Consigne: Dans le fil sur le câble d'alimentation de l'iBook, pourquoi le chargeur reçu par AppleSpirit ne convient-il pas à son iBook ?

Texte fourni:
# Câble alimentation ibook



## AppleSpirit (2 Juin 2010)

Bonjour, est-ce que ce câble-adaptateur sera compatible avec mon ibook g4 ?


----------



## Invité (2 Juin 2010)

j'ai un 1,2GHz qui se recharge avec ce chargeur !


----------



## AppleSpirit (9 Juin 2010)

ben merci je viens de recevoir le chargeur et il n'est pas compatible avec mon ibook, j'ai perdu mon argent.


----------



## Invité (10 Juin 2010)

C'est quoi le problème ?
L'embout qui n'est pas à la bonne taille ?


----------



## AppleSpirit (10 Juin 2010)

oui exact, il n'entre pas dans la prise du ibook


----------



## Invité (10 Juin 2010)

C'est con !
Mais il fonctionne avec le mien G4@1,2GHz (early 2004) : http://www.amazon.com/Apple-M5159-Laptop-AC-Adapter/dp/B0037AW544
Si c'est pas le même iBook, t'aurais dû vérifier un peu plus


----------



## AppleSpirit (12 Juin 2010)

c'est en effet très con, surtout que j'avais exprès publié les photos du câble en question et qu'on m'a dit que c'était le bon. J'avais pas imaginé qu'il existait des câbles d'alimentation parfaitement identiques avec pour seule différence la taille de l'embout.


----------



## Invité (12 Juin 2010)

Ben, c'est quoi ton modèle ?
On ne sait toujours pas !


----------

[Enregistrements d'annotation de position]
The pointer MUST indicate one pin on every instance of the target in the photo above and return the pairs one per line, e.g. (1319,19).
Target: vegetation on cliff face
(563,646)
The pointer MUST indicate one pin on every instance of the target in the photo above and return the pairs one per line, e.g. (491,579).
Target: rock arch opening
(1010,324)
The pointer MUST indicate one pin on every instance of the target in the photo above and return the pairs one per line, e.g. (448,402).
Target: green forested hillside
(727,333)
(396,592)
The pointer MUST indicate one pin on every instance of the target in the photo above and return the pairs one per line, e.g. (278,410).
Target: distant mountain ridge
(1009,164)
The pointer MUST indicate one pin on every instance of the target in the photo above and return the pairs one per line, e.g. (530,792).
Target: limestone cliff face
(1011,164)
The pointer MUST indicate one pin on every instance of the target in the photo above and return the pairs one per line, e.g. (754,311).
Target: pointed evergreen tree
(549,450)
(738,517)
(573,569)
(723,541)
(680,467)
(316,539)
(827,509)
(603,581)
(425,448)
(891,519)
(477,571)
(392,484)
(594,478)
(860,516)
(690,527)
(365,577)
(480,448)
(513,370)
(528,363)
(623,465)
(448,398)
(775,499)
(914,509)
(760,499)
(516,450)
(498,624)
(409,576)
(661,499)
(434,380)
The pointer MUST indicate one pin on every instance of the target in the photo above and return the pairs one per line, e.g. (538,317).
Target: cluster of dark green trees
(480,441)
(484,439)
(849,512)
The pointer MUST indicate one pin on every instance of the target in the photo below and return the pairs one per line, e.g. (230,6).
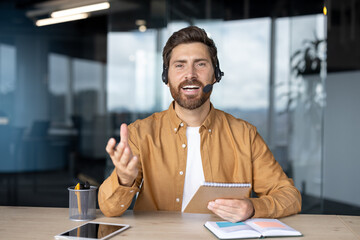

Réponse: L'embout du chargeur n'a pas la bonne taille : il n'entre pas dans la prise de l'iBook.